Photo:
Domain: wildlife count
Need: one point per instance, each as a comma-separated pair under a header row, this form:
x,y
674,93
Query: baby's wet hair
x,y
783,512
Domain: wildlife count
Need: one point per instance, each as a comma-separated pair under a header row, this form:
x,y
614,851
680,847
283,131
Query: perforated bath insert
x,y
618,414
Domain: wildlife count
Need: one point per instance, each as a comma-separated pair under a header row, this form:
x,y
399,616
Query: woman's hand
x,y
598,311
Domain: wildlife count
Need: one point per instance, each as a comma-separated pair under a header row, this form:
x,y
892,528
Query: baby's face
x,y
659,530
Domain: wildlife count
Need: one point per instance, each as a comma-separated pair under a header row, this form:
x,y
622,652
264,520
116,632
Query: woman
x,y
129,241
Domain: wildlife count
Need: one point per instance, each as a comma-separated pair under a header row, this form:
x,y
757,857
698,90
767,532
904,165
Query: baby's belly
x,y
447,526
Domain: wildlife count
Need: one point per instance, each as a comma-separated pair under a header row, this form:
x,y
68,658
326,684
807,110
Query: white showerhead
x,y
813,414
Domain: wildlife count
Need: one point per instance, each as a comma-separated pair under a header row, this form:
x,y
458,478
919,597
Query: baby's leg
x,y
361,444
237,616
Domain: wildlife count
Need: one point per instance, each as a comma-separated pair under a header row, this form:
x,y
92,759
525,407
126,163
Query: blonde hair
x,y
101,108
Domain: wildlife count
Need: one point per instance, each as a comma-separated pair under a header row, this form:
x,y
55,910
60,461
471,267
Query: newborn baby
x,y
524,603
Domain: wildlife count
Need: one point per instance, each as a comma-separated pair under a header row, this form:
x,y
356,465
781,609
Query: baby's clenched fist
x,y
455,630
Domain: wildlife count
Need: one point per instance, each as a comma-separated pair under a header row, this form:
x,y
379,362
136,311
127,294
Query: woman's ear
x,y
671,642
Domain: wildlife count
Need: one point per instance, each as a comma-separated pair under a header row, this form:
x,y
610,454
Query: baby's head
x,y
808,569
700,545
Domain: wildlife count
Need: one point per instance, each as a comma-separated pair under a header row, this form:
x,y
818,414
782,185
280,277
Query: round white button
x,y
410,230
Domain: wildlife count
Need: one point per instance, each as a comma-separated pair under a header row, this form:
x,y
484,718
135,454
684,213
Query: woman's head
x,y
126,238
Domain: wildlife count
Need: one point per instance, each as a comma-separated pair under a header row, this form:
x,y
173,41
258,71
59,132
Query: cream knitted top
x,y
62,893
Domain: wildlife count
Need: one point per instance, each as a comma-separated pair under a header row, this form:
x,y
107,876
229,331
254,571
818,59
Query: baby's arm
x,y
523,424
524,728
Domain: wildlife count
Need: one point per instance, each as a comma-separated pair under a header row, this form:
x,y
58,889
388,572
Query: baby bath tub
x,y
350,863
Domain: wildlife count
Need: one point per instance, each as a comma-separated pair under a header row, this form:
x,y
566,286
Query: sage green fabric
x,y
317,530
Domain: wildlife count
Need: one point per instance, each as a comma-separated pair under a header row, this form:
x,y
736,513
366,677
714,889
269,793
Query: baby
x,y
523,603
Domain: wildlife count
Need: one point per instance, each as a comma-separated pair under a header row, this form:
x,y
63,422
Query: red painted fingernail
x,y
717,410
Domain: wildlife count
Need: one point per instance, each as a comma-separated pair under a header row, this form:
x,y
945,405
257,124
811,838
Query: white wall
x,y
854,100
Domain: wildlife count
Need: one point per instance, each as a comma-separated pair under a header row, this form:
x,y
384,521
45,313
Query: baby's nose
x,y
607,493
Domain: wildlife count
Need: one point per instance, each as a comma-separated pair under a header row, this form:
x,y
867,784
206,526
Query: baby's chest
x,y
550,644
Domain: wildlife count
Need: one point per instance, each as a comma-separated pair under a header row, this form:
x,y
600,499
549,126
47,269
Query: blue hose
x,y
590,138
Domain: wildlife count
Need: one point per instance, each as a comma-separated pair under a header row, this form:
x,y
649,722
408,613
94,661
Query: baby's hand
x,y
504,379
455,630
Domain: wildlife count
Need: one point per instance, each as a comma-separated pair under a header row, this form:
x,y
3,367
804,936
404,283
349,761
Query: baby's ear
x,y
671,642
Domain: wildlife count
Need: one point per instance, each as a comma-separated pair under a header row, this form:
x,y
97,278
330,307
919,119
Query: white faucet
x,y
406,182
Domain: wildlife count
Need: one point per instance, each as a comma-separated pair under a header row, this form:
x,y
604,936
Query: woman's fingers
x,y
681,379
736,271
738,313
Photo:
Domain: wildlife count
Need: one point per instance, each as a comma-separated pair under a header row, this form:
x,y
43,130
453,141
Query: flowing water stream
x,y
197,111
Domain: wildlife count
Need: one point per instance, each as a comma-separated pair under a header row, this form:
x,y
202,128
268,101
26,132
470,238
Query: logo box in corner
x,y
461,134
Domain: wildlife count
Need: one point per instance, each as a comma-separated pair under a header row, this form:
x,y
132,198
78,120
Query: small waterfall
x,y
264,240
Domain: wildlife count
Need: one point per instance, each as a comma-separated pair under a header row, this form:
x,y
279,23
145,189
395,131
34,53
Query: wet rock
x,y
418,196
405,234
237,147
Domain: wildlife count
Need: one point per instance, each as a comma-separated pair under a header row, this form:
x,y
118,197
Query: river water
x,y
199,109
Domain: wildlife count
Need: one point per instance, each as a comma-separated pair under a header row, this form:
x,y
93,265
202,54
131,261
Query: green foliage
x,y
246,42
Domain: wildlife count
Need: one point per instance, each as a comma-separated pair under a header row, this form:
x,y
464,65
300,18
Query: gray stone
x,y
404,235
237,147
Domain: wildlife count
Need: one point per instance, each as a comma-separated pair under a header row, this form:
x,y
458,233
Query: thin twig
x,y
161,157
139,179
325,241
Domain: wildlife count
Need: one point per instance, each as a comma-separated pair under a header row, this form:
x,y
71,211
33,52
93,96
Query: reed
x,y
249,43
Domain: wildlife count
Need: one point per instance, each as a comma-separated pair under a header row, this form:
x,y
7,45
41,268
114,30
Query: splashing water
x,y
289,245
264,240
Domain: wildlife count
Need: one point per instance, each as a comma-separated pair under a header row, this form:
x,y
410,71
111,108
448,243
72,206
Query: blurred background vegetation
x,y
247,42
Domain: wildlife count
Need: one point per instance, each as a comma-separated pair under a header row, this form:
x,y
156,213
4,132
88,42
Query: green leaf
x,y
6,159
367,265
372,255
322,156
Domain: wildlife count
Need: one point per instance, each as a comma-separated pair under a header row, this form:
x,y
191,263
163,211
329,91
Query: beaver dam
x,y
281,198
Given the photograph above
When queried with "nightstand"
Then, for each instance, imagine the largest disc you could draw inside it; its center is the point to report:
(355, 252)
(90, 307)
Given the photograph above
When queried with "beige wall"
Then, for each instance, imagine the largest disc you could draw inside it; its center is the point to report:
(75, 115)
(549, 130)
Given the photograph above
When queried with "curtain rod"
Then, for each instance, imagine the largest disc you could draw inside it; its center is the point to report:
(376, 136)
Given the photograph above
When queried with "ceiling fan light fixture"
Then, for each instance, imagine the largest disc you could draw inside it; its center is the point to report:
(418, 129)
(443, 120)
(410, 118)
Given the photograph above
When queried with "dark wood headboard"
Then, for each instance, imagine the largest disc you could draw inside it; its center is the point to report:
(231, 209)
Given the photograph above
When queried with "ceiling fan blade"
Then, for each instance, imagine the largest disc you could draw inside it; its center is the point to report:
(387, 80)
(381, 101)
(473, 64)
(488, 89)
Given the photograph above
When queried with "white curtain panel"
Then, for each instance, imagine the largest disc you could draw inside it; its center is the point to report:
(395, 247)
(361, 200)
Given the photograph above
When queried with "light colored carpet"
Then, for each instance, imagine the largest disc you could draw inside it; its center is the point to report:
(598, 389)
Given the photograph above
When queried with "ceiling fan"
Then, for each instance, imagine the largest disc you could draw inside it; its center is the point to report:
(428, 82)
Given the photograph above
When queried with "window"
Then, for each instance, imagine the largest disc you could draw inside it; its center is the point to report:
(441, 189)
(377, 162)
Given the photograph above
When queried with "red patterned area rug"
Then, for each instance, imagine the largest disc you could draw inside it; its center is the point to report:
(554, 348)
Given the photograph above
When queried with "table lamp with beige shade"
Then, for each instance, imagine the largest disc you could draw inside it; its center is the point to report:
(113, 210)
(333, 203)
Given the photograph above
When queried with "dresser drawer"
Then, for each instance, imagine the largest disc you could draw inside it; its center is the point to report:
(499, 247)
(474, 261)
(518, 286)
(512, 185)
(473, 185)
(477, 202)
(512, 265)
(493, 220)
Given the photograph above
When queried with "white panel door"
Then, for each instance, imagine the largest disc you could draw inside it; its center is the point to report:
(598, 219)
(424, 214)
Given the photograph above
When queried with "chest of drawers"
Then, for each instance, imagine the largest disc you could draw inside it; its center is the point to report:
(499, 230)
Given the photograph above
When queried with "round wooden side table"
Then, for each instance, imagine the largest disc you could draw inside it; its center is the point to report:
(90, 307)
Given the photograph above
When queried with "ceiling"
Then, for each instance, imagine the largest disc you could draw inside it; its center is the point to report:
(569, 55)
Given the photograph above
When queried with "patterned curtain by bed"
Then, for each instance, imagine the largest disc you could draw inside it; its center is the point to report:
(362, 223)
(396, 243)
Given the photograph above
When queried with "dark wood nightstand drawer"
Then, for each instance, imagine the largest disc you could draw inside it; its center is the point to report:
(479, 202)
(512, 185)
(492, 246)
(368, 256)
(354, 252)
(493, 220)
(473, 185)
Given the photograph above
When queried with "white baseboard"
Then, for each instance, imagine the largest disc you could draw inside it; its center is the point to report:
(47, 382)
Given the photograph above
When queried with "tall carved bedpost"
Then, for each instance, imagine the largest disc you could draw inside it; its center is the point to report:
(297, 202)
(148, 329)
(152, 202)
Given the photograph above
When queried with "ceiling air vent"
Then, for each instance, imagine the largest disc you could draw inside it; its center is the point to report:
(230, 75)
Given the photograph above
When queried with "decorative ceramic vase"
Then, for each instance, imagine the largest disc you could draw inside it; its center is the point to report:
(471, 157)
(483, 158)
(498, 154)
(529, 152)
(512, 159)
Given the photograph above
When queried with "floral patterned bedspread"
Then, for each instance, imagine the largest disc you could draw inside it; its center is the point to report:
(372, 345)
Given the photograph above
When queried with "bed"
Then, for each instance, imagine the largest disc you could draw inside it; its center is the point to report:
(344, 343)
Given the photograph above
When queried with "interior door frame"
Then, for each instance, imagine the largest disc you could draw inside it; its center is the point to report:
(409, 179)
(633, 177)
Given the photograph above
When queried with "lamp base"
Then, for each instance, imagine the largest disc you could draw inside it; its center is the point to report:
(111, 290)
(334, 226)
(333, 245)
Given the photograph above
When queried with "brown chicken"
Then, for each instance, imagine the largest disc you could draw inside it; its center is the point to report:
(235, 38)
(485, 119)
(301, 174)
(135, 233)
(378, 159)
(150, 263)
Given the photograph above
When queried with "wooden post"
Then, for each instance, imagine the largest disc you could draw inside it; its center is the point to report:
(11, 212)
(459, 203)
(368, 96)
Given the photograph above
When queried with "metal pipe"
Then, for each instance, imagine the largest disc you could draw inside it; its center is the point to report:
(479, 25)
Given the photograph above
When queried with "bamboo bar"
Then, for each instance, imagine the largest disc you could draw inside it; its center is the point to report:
◇ ◇ ◇ ◇
**TO DO:** From the data above, copy out every line with the string "wooden" in it.

**ANSWER SPACE:**
When queried with "round wooden side table"
When queried with "wooden post"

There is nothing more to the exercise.